Copy nothing before the line containing "Target: building facade". Reproduce that line and all that follow, exactly, through the end of the records.

################

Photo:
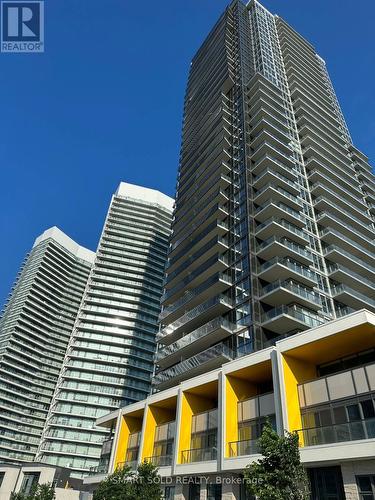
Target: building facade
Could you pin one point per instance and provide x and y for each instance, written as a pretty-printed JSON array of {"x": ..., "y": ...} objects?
[
  {"x": 319, "y": 383},
  {"x": 273, "y": 229},
  {"x": 35, "y": 329},
  {"x": 109, "y": 361}
]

################

» TASK SOLUTION
Target: building facade
Could you pin one point per instance and provide x and y for each instance, written as a pretty-printed JSON array of {"x": ..., "y": ...} objects?
[
  {"x": 319, "y": 383},
  {"x": 273, "y": 229},
  {"x": 35, "y": 329},
  {"x": 109, "y": 361}
]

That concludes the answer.